------ Records supplied ------
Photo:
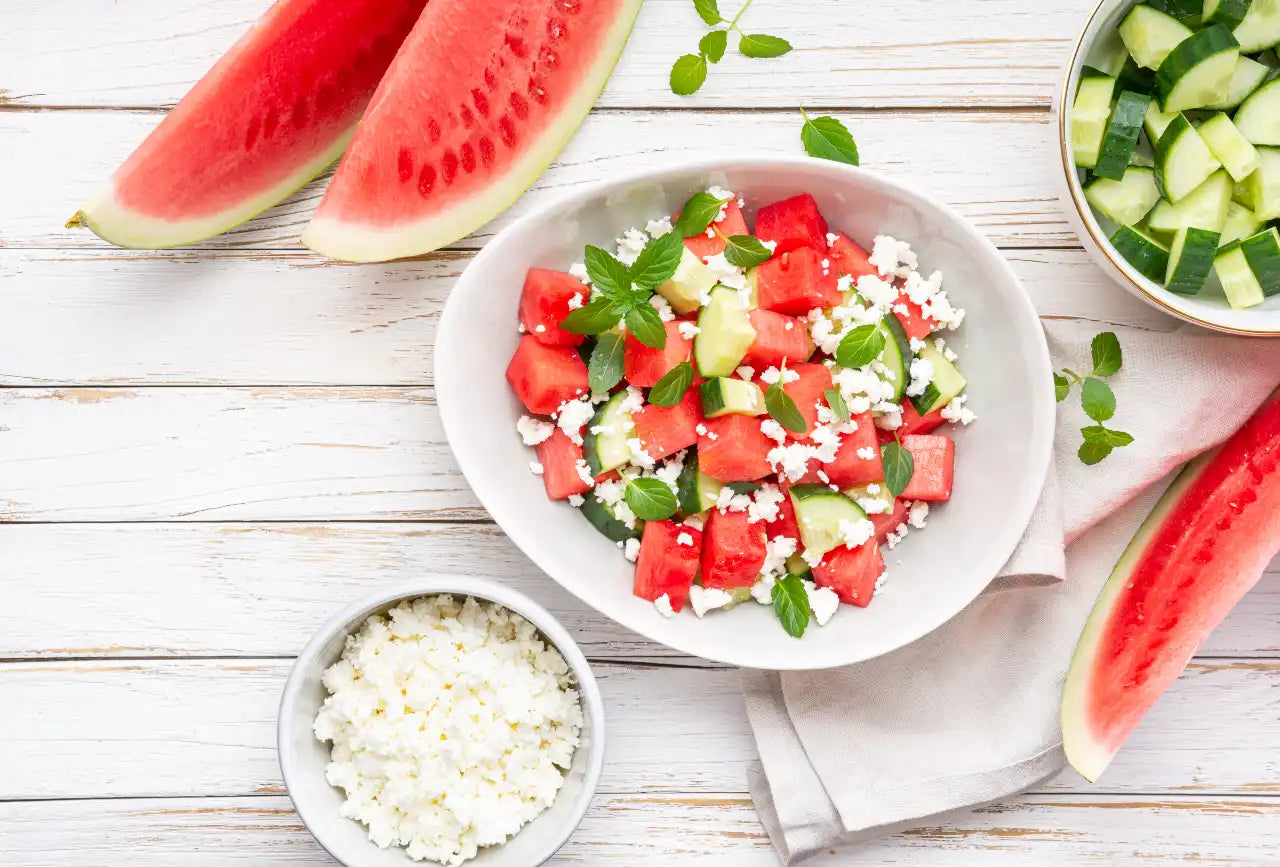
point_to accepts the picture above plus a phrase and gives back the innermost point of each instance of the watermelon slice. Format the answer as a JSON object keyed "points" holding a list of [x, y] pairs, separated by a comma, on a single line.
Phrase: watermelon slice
{"points": [[479, 100], [268, 118], [1197, 553]]}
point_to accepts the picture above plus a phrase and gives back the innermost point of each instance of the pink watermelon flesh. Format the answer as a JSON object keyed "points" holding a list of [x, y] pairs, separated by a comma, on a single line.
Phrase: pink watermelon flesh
{"points": [[1201, 550], [272, 114], [476, 104]]}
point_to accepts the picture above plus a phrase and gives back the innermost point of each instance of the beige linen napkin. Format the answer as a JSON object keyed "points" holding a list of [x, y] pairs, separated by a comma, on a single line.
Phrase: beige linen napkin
{"points": [[970, 712]]}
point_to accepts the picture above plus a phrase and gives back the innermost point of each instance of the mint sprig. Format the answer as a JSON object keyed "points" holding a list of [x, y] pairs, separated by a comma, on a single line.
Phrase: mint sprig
{"points": [[689, 72], [1096, 397]]}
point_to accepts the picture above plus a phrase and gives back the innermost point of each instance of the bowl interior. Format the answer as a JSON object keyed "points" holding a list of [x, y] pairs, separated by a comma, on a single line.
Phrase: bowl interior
{"points": [[1001, 459], [304, 757], [1100, 46]]}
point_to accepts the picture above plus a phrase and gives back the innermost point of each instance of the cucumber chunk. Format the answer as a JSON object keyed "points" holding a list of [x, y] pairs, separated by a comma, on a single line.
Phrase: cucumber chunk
{"points": [[1262, 187], [1258, 118], [1233, 150], [1249, 74], [608, 448], [1191, 260], [1150, 35], [947, 382], [1203, 208], [1128, 200], [821, 514], [1261, 27], [1089, 115], [1142, 251], [1120, 138], [1183, 160], [725, 333], [1198, 71], [726, 395]]}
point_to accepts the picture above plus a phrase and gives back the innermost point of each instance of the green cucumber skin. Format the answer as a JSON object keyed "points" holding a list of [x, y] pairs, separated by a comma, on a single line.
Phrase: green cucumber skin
{"points": [[1120, 138], [1191, 264]]}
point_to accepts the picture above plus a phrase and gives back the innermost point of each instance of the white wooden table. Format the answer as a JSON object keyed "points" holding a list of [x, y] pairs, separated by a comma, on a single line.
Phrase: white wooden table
{"points": [[204, 452]]}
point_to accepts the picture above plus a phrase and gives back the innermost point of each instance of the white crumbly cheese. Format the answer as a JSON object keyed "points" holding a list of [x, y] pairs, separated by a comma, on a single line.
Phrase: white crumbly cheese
{"points": [[534, 430], [452, 724]]}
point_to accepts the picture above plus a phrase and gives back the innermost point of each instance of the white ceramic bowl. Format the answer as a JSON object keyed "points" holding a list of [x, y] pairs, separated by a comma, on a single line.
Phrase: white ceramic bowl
{"points": [[1097, 41], [304, 758], [1001, 459]]}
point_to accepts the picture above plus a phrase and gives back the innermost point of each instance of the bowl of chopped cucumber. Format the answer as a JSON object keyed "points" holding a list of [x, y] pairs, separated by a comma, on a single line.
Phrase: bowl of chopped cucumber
{"points": [[1169, 123]]}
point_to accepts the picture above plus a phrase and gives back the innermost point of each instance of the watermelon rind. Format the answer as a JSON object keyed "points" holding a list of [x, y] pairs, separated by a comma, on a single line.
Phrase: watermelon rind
{"points": [[1088, 754], [359, 242]]}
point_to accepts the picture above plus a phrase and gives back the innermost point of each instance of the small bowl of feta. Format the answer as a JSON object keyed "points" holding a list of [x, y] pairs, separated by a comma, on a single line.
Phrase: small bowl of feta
{"points": [[444, 720]]}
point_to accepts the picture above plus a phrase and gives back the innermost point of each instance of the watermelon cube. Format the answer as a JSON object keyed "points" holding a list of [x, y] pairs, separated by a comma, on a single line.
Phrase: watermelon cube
{"points": [[666, 429], [778, 338], [792, 223], [734, 223], [851, 573], [795, 283], [560, 456], [544, 377], [732, 551], [666, 566], [848, 258], [644, 365], [734, 448], [545, 301], [935, 466]]}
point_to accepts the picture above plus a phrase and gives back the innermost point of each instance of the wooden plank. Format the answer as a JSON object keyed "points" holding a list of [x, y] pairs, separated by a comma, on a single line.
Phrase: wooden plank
{"points": [[658, 830], [105, 591], [992, 53], [241, 318], [46, 169], [208, 728]]}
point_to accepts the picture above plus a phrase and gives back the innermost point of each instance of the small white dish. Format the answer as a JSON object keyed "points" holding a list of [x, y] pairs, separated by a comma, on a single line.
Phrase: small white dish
{"points": [[304, 757], [1097, 41], [1002, 459]]}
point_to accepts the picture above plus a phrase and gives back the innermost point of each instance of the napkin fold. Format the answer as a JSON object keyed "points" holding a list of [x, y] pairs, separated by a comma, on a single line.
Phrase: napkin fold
{"points": [[969, 713]]}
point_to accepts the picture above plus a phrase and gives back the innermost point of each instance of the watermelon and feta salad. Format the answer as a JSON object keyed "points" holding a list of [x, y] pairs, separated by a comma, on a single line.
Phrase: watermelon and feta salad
{"points": [[748, 414]]}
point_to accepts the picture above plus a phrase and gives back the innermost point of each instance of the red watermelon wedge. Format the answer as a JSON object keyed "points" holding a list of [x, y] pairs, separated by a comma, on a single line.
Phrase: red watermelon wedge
{"points": [[1197, 553], [270, 115], [478, 103]]}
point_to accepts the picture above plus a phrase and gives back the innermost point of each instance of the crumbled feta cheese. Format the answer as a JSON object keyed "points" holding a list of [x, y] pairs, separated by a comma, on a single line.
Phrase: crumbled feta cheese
{"points": [[534, 430], [452, 726]]}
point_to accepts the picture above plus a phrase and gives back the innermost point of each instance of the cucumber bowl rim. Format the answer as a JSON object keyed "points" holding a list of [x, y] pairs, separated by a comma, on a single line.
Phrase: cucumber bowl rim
{"points": [[1214, 314], [1000, 471]]}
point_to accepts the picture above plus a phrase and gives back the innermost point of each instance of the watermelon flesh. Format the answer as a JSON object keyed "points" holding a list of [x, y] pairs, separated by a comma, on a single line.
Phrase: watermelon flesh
{"points": [[270, 115], [476, 104], [1198, 552]]}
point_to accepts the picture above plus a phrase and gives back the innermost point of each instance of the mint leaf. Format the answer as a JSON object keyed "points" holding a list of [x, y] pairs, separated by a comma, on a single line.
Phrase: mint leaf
{"points": [[597, 315], [698, 213], [652, 500], [762, 45], [688, 74], [611, 277], [860, 346], [1106, 354], [899, 466], [1061, 387], [604, 369], [791, 605], [712, 46], [745, 251], [671, 388], [836, 401], [828, 138], [644, 322], [1098, 400], [658, 260], [708, 10]]}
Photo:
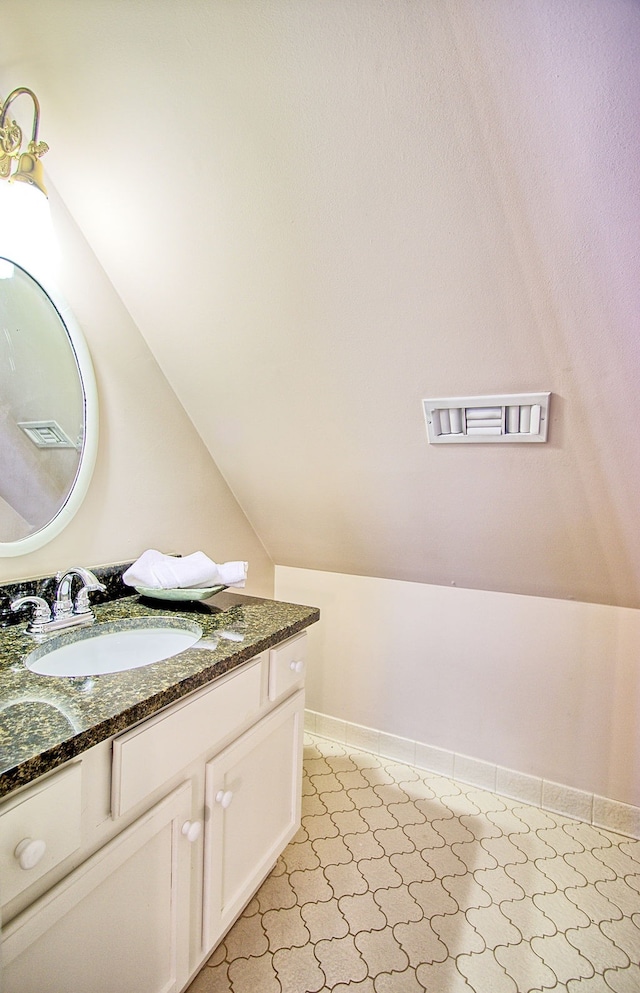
------
Each record above goes into the copy unchanged; the pictures do not.

Photo:
point_to accepts the picture above plus a phrase and gives back the innermost point of each instance of the watermelon slice. Format the answer as a JSON object keyed "points" holding a list of [x, y] pairs, separated by a comma, on a single line.
Phrase: watermelon slice
{"points": [[479, 100], [268, 118], [1197, 553]]}
point_to accepts the picture above plus a phrase and gives back the innermost point of each instance of the pink watermelon flesh. Format the answer as a JSON object keyed "points" holding a list of [x, y] pairs, separated by a comma, on a single line.
Phrase: pink watermelon flesh
{"points": [[1201, 550], [272, 114], [476, 104]]}
point_to accepts the picture above plus a phrase and gives back the innermost point of each instance of the beige linen napkin. Format the answer as a JSON object keyed "points" holding a list of [x, y] pairs, separated by a comma, on a single line.
Phrase: beige linen napkin
{"points": [[970, 712]]}
point_to accepts the picture above plus a phrase and gives back the innermost point of each instance of the mint sprig. Format the answer as a JSON object keyed "points" holding a list of [x, y] pairs, separated by a comma, on a single line.
Phrase: mint sprig
{"points": [[689, 72], [1096, 397]]}
point_to accepts the picture above plus a phrase and gives back the innermost point of each instance of the bowl interior. Format the answer as a JSON object keyed "points" holding a list of [x, y] pairs, separated by a comma, on a single line.
Phrase: bowl interior
{"points": [[1001, 459], [304, 757], [1100, 46]]}
point_to accepts the picture above plus a phrase and gives back the innermost point of each instance of the cucumber chunk. Format the answer as a JSON object keyed "points" holding a list of [x, y] pairs, separated by a comma, on a single line.
Phrase: cucumber chunk
{"points": [[1262, 187], [1258, 118], [1233, 150], [1249, 74], [608, 448], [1191, 260], [1150, 35], [947, 382], [1203, 208], [1128, 200], [821, 514], [1261, 27], [1089, 115], [1142, 251], [1120, 138], [1183, 160], [725, 333], [1198, 71], [726, 395]]}
point_to accepts the picture above plus a phrase and gives back the innermost point of each instance of the green cucumber skin. Format the answer as a JSON object keyed "points" holding a list of [x, y] pairs, separated by a comma, on a single line.
Phrase: green cucumber skin
{"points": [[1120, 138], [1191, 264]]}
point_to accepts the picture above plus a phrase and gives back the innermost point of each instance of the white wooden table. Format the answer as a JSON object keyed "points" holding a list of [x, y] pairs, separated by a comma, on a single line.
Phrase: white wooden table
{"points": [[204, 452]]}
point_to accepts the picture above plus a phrase and gives back the innermost point of each instance of the white crumbly cheese. Format the answer as a JSON object keyed "points" holding a list of [x, y] pairs, separated by a comma, on a single line.
Phrase: white crumbly cheese
{"points": [[534, 430], [452, 724]]}
point_to accepts the picture above plus a phrase and gives back the innermost point of each instance of the white ceramic bowl. Format the answer as a JSON object keyed "points" holding a list of [x, y] pairs, separated by a comma, on a single line.
Phrase: white ceramic bowl
{"points": [[1097, 41], [304, 758], [1001, 459]]}
point_to accepts the picture above plus a phrase and gives back the innermost point of each instance of the bowl of chopped cucumber. Format the answer as a JSON object keyed "points" holding a list of [x, y] pairs, separated by a comma, on a single line.
Phrase: bowl of chopped cucumber
{"points": [[1169, 123]]}
point_to accepts the picture above plus a phrase and gives back the innermost point of each instance of the watermelon rind. Format the answer as a JSON object keyed "points" holding a list of [x, y] pairs, separated by a comma, on a single line.
Phrase: watermelon rind
{"points": [[1088, 754], [359, 242]]}
point_to accepts the picture above plus a phrase and gives back the innermost point of each instance of the small bowl of feta. Format the answer as a JSON object keyed "points" holding a list of [x, y] pairs, separated by a comma, on a single line.
Phrase: small bowl of feta
{"points": [[444, 720]]}
point_to accepts the picture above plus a phrase and gives back the innermost point of each instance of the watermelon cube. Format the answer as a JSON object keyed "points" holding a list of [x, y] pairs, separated by a comma, on a single line.
Phrase: watermelon cube
{"points": [[666, 429], [778, 338], [792, 223], [734, 223], [851, 573], [795, 283], [560, 456], [544, 377], [732, 551], [666, 566], [848, 258], [644, 365], [734, 448], [545, 301], [935, 466]]}
point_to accepts the picture above plus a phrase and gives back the innermost point of each instance of the wooden plank. Format the answer as a JSON object keyed "points" holding a list of [x, y] pairs, separated by a comma, on a single line.
Phrase: wooden plank
{"points": [[658, 830], [105, 591], [992, 53], [241, 318], [46, 169], [208, 728]]}
point_to accepts the picture above plus a phrase and gives back the innermost point of each instance of the small white dish. Format the answer as a JSON object keyed "points" holding a list of [x, y] pairs, separated by a comma, on a single line.
Phrase: small white dish
{"points": [[304, 757], [1097, 41], [1002, 459]]}
point_to accepts the picture above plus a phrase and gives back the innermost point of each instance of the napkin fold. Format the answer as a JSON object keyed "points" holding a list of [x, y] pairs, separated by a comma, on a single line.
Phrase: napkin fold
{"points": [[969, 713]]}
point_to accepts the picture above plus a phrase and gives back the innermost point of each instance of the watermelon and feta salad. Format the answer as a JSON object keyed "points" holding a list of [x, y] pairs, separated by a comma, on a single line.
Phrase: watermelon and feta salad
{"points": [[748, 414]]}
point_to accepts the picture above plus a phrase and gives back the innermost point of each instance of the red watermelon wedge. Format the answer as a JSON object keyed "points" holding a list of [x, y] pairs, separated by a comma, on a single line.
Phrase: red watermelon wedge
{"points": [[1197, 553], [270, 115], [478, 103]]}
point_to accepts the picture above plus a phrase and gives back the innermost point of each instance of the crumbled feta cheese. Format the answer as a JSON object keyed "points" holding a list of [x, y] pairs, separated by a comma, on a single line.
Phrase: crumbled feta cheese
{"points": [[534, 430], [452, 726]]}
point_to accepts the picture above plus a phrase and gives back the innermost point of each instance of the cucumber bowl rim. Format the answer as a JSON object keyed "points" holding a list of [x, y] pairs, separated by a comma, on a single line.
Phrase: cucumber bowl rim
{"points": [[1214, 314], [1000, 471]]}
point_to accepts the picture above plus a phrase and gives back the innermost point of each instance of the watermelon flesh. Format the answer as a JSON object keyed "points" holding a list of [x, y] pairs, separated by a comma, on a single line.
Phrase: watermelon flesh
{"points": [[270, 115], [476, 104], [1198, 552]]}
point_to accepts the picture above plus a phrase and gives back the innermost point of each instance of the mint leaf. Format the answer as a JSON object keyed "points" holding a list of [x, y] pairs, separated by a comma, on a single line.
Phrase: mint leaf
{"points": [[597, 315], [698, 213], [652, 500], [762, 45], [688, 74], [611, 277], [860, 346], [1106, 354], [899, 466], [1061, 387], [604, 369], [791, 605], [712, 46], [745, 251], [671, 388], [836, 401], [828, 138], [644, 322], [1098, 400], [658, 260], [708, 10]]}
Photo:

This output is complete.